Task goal: Your task is to transcribe the entries below exactly, beginning with the line containing "Practice. Identify the wooden shelf" and ending with the final line, and to add nothing else.

--- Begin Data excerpts ---

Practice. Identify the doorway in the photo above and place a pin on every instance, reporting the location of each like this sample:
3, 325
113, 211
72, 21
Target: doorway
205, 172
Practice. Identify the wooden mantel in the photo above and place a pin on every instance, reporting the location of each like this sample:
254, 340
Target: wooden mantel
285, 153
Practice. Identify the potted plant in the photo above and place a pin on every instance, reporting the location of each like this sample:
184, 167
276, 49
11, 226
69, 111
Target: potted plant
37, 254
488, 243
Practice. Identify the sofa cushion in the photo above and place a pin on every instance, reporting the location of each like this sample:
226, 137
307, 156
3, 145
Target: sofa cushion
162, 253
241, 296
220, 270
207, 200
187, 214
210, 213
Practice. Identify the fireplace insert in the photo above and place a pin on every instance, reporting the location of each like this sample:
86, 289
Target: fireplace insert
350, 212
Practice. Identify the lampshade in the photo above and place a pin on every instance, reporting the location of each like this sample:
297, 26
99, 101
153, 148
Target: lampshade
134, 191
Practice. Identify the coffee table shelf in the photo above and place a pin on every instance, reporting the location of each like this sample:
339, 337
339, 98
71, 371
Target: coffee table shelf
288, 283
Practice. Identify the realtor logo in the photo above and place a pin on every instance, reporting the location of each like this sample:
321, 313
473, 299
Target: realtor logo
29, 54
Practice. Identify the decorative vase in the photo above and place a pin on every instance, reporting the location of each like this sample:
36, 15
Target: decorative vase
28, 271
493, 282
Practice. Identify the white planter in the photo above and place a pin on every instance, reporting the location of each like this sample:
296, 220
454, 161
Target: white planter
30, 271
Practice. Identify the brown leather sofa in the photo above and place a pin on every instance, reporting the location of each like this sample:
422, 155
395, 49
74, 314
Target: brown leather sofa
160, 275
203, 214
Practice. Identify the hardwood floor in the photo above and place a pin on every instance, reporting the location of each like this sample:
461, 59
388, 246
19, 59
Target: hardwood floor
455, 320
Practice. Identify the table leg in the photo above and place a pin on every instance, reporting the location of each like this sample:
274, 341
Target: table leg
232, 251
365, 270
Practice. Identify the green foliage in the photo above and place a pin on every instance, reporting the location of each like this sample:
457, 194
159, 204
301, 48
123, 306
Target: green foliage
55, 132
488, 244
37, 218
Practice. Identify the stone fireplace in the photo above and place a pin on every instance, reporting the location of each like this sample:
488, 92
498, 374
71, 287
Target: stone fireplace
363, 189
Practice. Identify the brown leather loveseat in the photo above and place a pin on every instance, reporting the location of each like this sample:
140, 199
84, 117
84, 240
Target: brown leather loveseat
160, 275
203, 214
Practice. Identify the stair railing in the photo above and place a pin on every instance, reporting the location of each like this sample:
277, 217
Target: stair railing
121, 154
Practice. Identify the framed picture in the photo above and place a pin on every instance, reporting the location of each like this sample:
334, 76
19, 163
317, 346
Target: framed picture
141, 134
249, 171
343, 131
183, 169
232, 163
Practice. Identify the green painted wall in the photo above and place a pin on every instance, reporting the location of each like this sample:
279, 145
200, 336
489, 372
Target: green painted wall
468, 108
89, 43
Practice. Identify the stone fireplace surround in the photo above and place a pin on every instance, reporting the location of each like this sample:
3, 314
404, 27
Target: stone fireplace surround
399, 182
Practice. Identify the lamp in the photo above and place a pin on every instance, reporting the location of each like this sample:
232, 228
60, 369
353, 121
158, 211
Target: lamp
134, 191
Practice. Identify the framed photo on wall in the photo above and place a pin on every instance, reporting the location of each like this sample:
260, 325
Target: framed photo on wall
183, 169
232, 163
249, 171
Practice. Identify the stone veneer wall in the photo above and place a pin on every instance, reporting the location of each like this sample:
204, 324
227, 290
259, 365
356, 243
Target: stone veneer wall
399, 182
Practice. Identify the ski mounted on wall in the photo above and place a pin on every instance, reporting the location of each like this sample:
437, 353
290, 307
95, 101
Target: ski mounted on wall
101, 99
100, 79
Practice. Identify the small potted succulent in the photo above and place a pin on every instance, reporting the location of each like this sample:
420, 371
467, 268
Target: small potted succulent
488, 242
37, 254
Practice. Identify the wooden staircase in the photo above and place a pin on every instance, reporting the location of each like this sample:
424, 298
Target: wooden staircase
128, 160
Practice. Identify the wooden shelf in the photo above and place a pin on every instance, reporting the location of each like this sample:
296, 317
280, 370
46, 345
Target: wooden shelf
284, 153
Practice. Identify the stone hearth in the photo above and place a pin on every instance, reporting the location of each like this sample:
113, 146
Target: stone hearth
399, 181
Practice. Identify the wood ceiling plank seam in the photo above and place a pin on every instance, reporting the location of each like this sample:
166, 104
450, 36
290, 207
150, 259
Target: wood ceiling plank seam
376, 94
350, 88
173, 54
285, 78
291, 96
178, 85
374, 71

--- End Data excerpts ---

Answer to the problem:
Practice. Identify the wooden shelf in the photo above and place a pin on every instance, reporting the location of each like this sample:
296, 317
280, 370
46, 345
Target: wooden shelf
284, 153
Practice. Identify the stone hearth in the photo above and place a pin on every instance, reporting the location of each like this sample:
113, 146
Target: stone hearth
399, 181
Practice. Identify the wood ceiling plank seam in the photo above and place a pin on every instance, reporting the location of each like this sample:
166, 104
450, 36
290, 207
150, 259
Target: wood ceiling plank seam
376, 94
350, 88
173, 54
285, 78
291, 96
178, 85
374, 71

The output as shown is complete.